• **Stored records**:
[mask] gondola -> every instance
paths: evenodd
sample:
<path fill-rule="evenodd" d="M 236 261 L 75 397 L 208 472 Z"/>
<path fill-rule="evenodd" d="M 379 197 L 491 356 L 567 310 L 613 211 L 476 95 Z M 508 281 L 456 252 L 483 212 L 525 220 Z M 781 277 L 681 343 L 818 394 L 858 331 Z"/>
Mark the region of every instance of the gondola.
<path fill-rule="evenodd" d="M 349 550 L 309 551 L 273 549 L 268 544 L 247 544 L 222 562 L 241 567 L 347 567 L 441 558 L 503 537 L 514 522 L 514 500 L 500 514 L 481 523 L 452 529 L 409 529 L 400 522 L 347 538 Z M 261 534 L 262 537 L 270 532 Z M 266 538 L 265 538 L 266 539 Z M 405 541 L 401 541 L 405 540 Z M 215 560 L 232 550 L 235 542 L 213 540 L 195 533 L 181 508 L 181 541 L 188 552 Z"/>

• **Exercise prompt**:
Transcribe the records above exactly, keeping every line.

• **Exercise response**:
[mask] gondola -> every instance
paths: evenodd
sample:
<path fill-rule="evenodd" d="M 236 261 L 75 397 L 208 472 Z"/>
<path fill-rule="evenodd" d="M 379 197 L 491 356 L 567 310 L 613 211 L 476 95 Z M 508 281 L 456 252 L 483 212 L 525 220 Z M 781 277 L 681 343 L 818 394 L 858 331 Z"/>
Mark the region of every instance of the gondola.
<path fill-rule="evenodd" d="M 349 550 L 309 551 L 273 549 L 268 544 L 247 544 L 222 562 L 241 567 L 347 567 L 441 558 L 503 537 L 514 522 L 514 500 L 500 514 L 481 523 L 452 529 L 409 529 L 400 522 L 347 538 Z M 261 534 L 262 537 L 270 532 Z M 266 538 L 265 538 L 266 539 Z M 405 541 L 401 541 L 405 540 Z M 215 560 L 232 550 L 235 542 L 213 540 L 195 533 L 181 508 L 181 541 L 188 552 Z"/>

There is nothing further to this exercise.